■ Problem
After locating the line containing "Format — JSON", restate that line and each one after it exactly, through the last line of the material.

■ Provided data
┌──
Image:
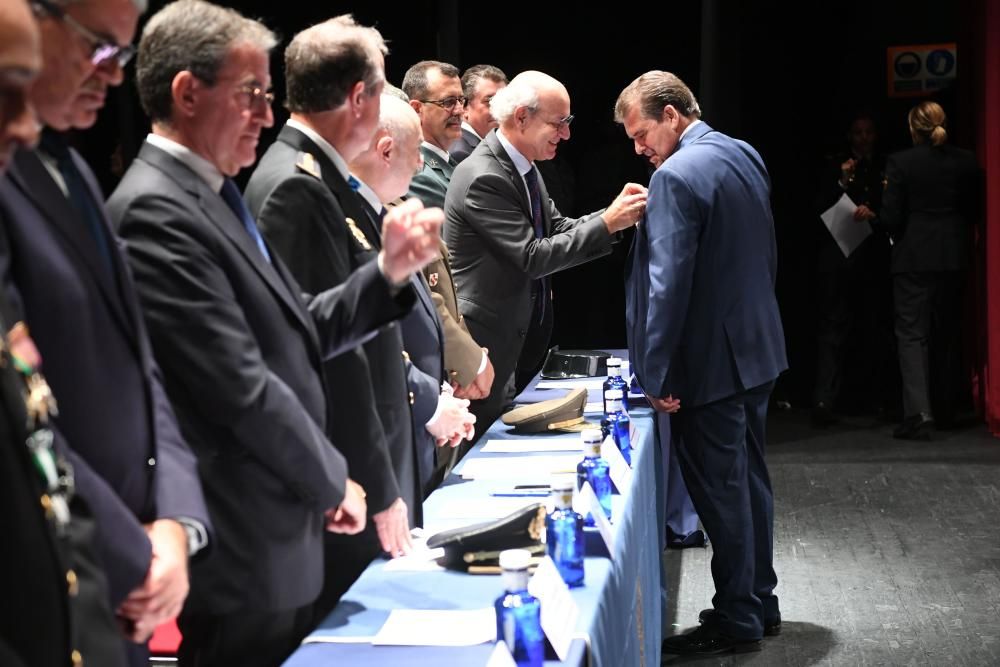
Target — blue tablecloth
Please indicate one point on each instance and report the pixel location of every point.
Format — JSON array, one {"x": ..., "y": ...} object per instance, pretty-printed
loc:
[{"x": 621, "y": 604}]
└──
■ Answer to this task
Format — JSON array, one {"x": ..., "y": ...} object per instance, pretty-printed
loc:
[{"x": 621, "y": 604}]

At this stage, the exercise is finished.